**Objetivo do exercício:**
Copie fielmente o trecho do texto sobre o Papa no Iraque entre "Papa no Iraque: recomeçar" e "do presidente iraquiano.", inclusive.

**Texto:**
=======
Papa no Iraque: recomeçar de Abraão para se reconhecer irmãos
Andrea Tornielli
Os cristãos iraquianos esperavam pelo Papa há 22 anos. Era 1999, quando São João Paulo II planejou uma breve, mas significativa peregrinação a Ur dos Caldeus, a primeira etapa do percurso jubilar aos lugares de salvação. Ele queria partir de Abraão, do pai comum reconhecido pelos judeus, cristãos e muçulmanos. Muitos não aconselharam o ancião pontífice polonês, pedindo-lhe de não fazer uma viagem que poderia correr o risco de fortalecer Saddam Hussein no poder, após a primeira Guerra do Golfo. O Papa Wojtyla seguiu em frente, apesar das tentativas de dissuadi-lo, feitas em particular pelos Estados Unidos. Mas, no final, essa viagem relâmpago de natureza primorosamente religiosa não foi feita por causa da oposição do presidente iraquiano.
=======
**Conjunto de dados:**
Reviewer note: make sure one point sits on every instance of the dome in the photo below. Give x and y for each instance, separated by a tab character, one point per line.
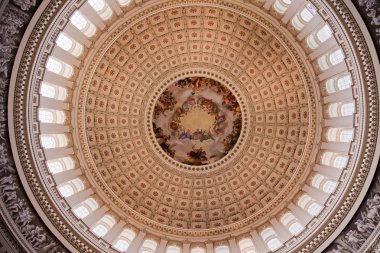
195	126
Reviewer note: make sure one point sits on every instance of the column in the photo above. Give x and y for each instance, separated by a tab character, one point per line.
209	247
92	15
49	128
114	232
79	197
327	171
268	4
65	56
95	216
66	175
316	194
315	23
334	146
162	246
282	232
76	34
338	96
186	247
332	71
294	7
345	121
303	216
53	78
259	243
54	153
233	246
136	243
52	103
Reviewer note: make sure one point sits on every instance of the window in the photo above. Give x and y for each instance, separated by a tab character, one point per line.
124	240
281	5
69	45
103	225
53	140
270	238
149	246
85	26
51	116
291	223
86	207
246	246
198	250
69	188
61	164
173	249
222	249
103	10
59	67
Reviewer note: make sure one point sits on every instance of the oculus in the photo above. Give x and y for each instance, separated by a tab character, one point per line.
197	120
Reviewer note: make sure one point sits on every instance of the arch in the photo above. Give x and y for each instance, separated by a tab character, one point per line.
59	67
291	223
102	8
71	187
317	38
51	116
149	246
103	225
281	5
309	204
85	208
83	24
222	249
124	240
246	246
49	141
304	16
173	249
270	238
60	164
70	45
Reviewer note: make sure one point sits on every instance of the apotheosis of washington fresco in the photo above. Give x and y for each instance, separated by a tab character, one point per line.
197	121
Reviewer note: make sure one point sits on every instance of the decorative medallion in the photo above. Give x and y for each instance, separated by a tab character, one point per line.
197	121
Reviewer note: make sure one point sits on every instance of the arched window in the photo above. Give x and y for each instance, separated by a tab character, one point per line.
53	91
149	246
304	16
317	38
85	208
291	223
102	8
51	116
309	204
339	134
198	250
53	140
341	109
173	249
334	159
222	249
83	24
271	239
59	67
103	225
71	187
246	246
70	45
60	164
124	240
281	5
124	2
=======
**Solução:**
Papa no Iraque: recomeçar de Abraão para se reconhecer irmãos
Andrea Tornielli
Os cristãos iraquianos esperavam pelo Papa há 22 anos. Era 1999, quando São João Paulo II planejou uma breve, mas significativa peregrinação a Ur dos Caldeus, a primeira etapa do percurso jubilar aos lugares de salvação. Ele queria partir de Abraão, do pai comum reconhecido pelos judeus, cristãos e muçulmanos. Muitos não aconselharam o ancião pontífice polonês, pedindo-lhe de não fazer uma viagem que poderia correr o risco de fortalecer Saddam Hussein no poder, após a primeira Guerra do Golfo. O Papa Wojtyla seguiu em frente, apesar das tentativas de dissuadi-lo, feitas em particular pelos Estados Unidos. Mas, no final, essa viagem relâmpago de natureza primorosamente religiosa não foi feita por causa da oposição do presidente iraquiano.